§ Work task
Scan the records below. List lines holding "rider".

—————

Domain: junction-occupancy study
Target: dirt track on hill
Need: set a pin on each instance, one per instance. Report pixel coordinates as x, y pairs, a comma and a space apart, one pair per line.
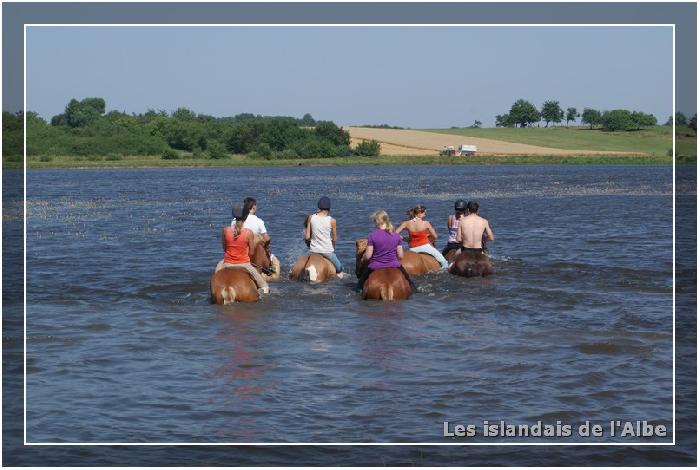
410, 142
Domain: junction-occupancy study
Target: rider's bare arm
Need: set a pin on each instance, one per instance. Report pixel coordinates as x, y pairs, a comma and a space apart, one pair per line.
432, 231
400, 228
368, 253
307, 230
251, 243
489, 233
334, 235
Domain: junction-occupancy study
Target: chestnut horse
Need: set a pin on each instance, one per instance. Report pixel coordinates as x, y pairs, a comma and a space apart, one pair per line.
415, 264
382, 284
469, 264
230, 285
313, 268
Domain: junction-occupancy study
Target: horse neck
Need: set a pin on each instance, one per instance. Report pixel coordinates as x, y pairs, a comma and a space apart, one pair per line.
260, 256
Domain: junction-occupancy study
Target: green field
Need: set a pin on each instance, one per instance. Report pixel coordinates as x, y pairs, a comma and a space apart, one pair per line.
656, 141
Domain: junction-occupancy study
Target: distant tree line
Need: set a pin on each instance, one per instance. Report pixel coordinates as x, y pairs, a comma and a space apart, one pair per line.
85, 128
523, 114
381, 126
682, 120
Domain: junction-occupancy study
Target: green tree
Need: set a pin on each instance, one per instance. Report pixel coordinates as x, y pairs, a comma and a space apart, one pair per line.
216, 150
368, 148
590, 116
308, 120
571, 115
640, 119
184, 114
82, 113
523, 113
617, 120
681, 120
329, 131
552, 112
504, 120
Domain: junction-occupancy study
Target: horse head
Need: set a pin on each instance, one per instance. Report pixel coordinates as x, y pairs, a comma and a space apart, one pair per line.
261, 253
360, 248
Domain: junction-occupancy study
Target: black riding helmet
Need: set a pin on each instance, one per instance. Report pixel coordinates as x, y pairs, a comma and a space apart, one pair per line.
237, 211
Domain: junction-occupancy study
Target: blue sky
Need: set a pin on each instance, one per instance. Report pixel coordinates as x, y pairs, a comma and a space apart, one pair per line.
408, 76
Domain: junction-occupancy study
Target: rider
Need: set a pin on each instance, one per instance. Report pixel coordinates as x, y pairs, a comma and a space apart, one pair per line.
471, 230
419, 230
238, 244
452, 226
320, 234
384, 249
256, 225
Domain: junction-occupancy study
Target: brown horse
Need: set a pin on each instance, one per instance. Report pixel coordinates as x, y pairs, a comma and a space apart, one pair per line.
415, 264
382, 284
230, 285
313, 268
470, 264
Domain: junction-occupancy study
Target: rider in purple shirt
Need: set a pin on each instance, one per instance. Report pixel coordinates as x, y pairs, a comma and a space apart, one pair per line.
384, 249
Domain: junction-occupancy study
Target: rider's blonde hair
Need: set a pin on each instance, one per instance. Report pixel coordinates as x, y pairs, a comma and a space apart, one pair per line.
381, 217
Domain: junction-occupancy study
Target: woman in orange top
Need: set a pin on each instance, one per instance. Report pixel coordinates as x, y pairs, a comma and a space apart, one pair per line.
419, 231
238, 244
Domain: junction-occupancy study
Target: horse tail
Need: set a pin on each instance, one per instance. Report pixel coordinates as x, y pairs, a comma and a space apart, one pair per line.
228, 295
387, 293
310, 273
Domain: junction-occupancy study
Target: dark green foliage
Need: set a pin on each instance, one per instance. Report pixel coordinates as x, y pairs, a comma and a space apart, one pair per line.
84, 130
80, 113
368, 148
681, 120
640, 120
552, 112
624, 120
591, 117
170, 154
523, 113
504, 120
216, 150
12, 133
616, 120
263, 149
329, 131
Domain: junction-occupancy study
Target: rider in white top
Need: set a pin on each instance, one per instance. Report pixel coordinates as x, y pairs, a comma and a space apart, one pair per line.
320, 234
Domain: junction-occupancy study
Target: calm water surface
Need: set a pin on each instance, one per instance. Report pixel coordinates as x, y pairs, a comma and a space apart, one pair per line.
124, 346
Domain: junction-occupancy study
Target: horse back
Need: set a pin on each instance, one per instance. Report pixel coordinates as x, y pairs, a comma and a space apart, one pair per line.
230, 285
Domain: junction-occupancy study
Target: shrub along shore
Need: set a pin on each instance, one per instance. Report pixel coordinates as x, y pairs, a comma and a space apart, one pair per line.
246, 161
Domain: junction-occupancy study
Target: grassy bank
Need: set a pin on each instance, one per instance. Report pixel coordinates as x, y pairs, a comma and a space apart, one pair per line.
656, 140
243, 161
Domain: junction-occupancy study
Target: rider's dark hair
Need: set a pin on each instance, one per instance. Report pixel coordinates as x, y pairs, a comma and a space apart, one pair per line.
248, 204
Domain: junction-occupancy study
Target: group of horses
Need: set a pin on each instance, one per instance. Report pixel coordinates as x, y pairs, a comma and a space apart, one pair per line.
230, 285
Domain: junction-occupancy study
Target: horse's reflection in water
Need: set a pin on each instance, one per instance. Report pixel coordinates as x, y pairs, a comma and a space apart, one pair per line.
242, 373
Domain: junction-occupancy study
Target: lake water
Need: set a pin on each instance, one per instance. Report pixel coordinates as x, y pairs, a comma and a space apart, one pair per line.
123, 344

—————

§ Answer
Target: rider's bare arm
Target: rider
Target: rider in purple shirt
Target: rider's blonde hair
Target: rider in white top
Target: rider's dark hair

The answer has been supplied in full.